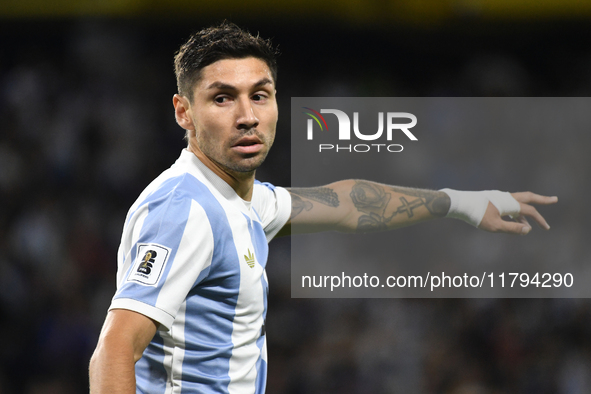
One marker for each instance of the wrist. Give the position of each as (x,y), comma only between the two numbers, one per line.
(470,206)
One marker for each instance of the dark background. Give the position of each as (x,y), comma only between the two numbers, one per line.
(86,122)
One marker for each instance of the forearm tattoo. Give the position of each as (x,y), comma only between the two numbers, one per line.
(323,195)
(373,200)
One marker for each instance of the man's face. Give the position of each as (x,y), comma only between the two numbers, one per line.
(234,113)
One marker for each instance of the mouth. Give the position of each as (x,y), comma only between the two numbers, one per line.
(248,145)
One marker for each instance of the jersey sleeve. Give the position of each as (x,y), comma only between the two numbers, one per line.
(167,248)
(273,205)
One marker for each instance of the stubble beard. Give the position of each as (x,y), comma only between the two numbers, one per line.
(244,167)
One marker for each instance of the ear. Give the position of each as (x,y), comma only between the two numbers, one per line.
(182,112)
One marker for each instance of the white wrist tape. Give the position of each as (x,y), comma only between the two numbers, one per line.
(471,206)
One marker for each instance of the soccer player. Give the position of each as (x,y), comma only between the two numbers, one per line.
(189,311)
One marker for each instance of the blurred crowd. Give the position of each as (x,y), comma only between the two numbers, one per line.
(86,122)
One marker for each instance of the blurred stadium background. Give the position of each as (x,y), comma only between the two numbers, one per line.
(86,122)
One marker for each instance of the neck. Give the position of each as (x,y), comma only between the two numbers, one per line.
(241,182)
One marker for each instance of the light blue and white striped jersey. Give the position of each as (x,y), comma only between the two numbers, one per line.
(192,257)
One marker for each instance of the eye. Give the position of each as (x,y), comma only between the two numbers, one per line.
(259,97)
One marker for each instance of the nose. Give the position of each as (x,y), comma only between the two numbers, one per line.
(246,119)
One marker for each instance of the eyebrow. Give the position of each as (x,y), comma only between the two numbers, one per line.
(225,86)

····················

- **WHAT IS BEING ASKED**
Duplicate the entries exactly, starting at the line containing "One marker for each instance of the soccer" and ending at the end of the entries.

- **TASK SOLUTION**
One marker for each instance of the soccer player. Give the position of each as (x,y), comma only between the two numbers, one per line.
(189,311)
One marker for each instance of the blurred crowd. Give the position of each as (x,y), comma only between the two numbers, one per line.
(86,122)
One marker for each instance of the blurred stadium background. Give the position of each as (x,y), comma only between the two numbers, one per line.
(86,122)
One marker for each instance of the neck. Give the position of each as (x,y), comma only between the two numbers, one per line.
(241,182)
One marker for each instance of the light blue and white striped jersey. Give the position of each as (x,y), comma only between the two numbers, one per line.
(192,257)
One marker for each instance of the eye. Give the position of each as (x,y), comma only between the two numbers, one per line.
(259,97)
One marker for each instance of the nose. Give the position of each as (x,y), comma only between the two numbers, one per line.
(246,119)
One marker for each instance of the eyebrow. Give the position of each as (x,y), comma only between the two numbers, one per line.
(225,86)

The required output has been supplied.